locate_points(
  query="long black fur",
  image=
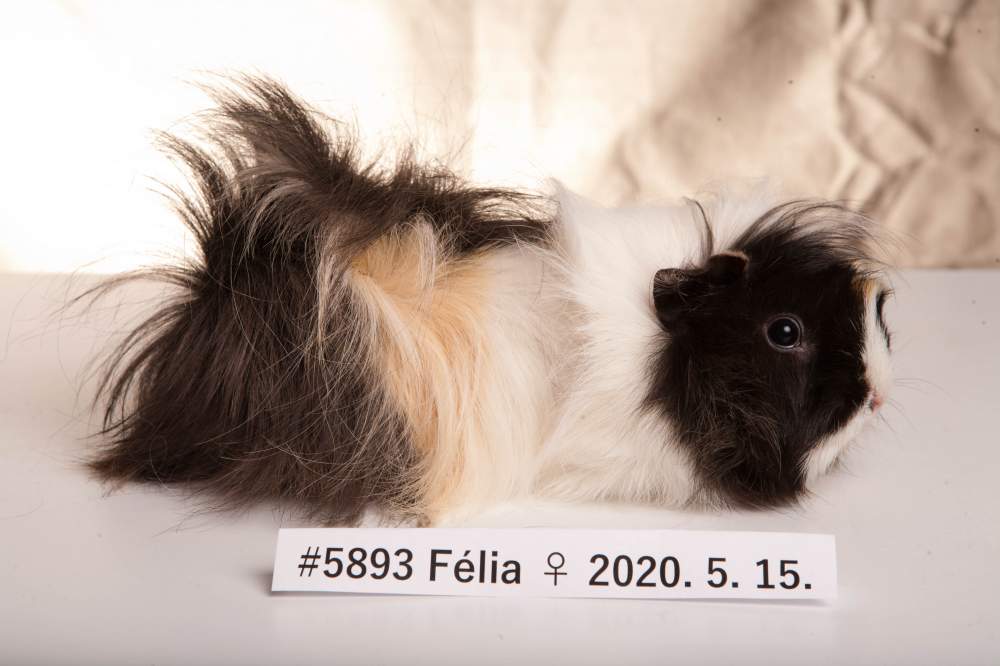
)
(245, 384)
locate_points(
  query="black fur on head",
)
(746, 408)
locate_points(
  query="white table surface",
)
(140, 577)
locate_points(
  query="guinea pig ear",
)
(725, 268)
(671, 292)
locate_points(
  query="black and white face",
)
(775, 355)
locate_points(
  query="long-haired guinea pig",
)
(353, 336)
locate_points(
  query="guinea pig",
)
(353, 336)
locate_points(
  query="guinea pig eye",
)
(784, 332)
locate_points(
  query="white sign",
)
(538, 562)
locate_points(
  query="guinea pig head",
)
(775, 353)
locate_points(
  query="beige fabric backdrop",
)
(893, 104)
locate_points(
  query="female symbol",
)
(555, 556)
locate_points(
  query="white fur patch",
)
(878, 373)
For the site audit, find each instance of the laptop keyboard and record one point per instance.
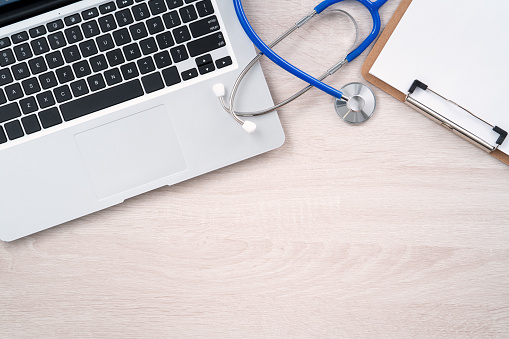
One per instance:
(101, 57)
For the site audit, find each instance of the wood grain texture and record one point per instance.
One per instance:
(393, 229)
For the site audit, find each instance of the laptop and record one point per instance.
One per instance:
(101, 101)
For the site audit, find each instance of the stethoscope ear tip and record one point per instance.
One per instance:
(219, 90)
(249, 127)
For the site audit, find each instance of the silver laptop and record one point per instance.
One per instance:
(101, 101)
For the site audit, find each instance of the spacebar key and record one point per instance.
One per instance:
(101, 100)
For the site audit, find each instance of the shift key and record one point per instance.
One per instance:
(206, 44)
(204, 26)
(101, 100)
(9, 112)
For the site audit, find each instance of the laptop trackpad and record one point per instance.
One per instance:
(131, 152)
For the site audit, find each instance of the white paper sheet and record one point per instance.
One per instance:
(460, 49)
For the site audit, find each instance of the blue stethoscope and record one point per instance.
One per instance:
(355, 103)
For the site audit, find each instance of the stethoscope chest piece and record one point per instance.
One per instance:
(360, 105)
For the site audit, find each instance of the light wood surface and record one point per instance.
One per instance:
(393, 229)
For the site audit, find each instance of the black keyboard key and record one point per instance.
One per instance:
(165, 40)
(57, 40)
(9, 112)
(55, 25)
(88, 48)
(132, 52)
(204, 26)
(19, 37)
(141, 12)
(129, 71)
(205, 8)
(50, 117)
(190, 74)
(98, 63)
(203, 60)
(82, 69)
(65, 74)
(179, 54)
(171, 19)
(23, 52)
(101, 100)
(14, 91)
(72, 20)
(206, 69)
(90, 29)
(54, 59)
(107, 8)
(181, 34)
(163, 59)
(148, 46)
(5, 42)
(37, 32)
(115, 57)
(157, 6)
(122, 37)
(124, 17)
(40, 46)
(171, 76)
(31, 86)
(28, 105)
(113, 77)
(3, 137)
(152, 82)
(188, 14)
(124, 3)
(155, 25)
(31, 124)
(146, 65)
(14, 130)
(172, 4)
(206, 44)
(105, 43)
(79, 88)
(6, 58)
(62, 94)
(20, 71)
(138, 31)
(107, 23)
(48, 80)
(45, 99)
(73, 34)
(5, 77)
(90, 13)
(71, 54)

- [WORK INSTRUCTIONS]: Rewrite the data from the line with "For the site audit, find each instance of the shift" up to and including its last line, requests too, shifting every coordinate in the answers by adding -6 to each number.

- [COMPLETED TASK]:
For the site audit, find each instance of the shift key and record one point per instance.
One per instance:
(200, 38)
(198, 20)
(95, 94)
(3, 106)
For the site audit, find each instance of the laptop trackpad and record one point per instance.
One per instance:
(125, 146)
For the site audit, find each instance of the white paper sheet and record one point per instance.
One per instance:
(454, 43)
For the site audit, find each instance of the blue stethoscope and record one point per instance.
One per instance:
(349, 97)
For the site audit, find each instance of the stethoscope chest piece and record one point per instance.
One per instance:
(354, 99)
For the site audit, find each instance of the light wood surface and record one point per instance.
One per instance:
(387, 223)
For the site audit, find each instance of the black keyboard key and record one point per instance.
One per instance:
(159, 34)
(51, 34)
(3, 106)
(49, 19)
(82, 42)
(126, 46)
(198, 20)
(13, 31)
(135, 6)
(123, 65)
(199, 2)
(44, 111)
(184, 68)
(92, 57)
(197, 54)
(76, 63)
(59, 68)
(173, 48)
(165, 13)
(17, 46)
(95, 94)
(8, 85)
(66, 14)
(200, 63)
(84, 23)
(48, 53)
(101, 2)
(175, 28)
(157, 53)
(142, 40)
(-1, 36)
(31, 26)
(109, 51)
(151, 0)
(116, 31)
(118, 11)
(34, 40)
(165, 70)
(25, 80)
(22, 99)
(107, 71)
(-3, 131)
(146, 76)
(182, 8)
(118, -3)
(149, 19)
(25, 118)
(140, 59)
(8, 124)
(166, -2)
(200, 38)
(99, 37)
(73, 82)
(0, 52)
(56, 88)
(14, 65)
(132, 25)
(101, 17)
(42, 74)
(39, 93)
(67, 28)
(-1, 71)
(84, 7)
(65, 48)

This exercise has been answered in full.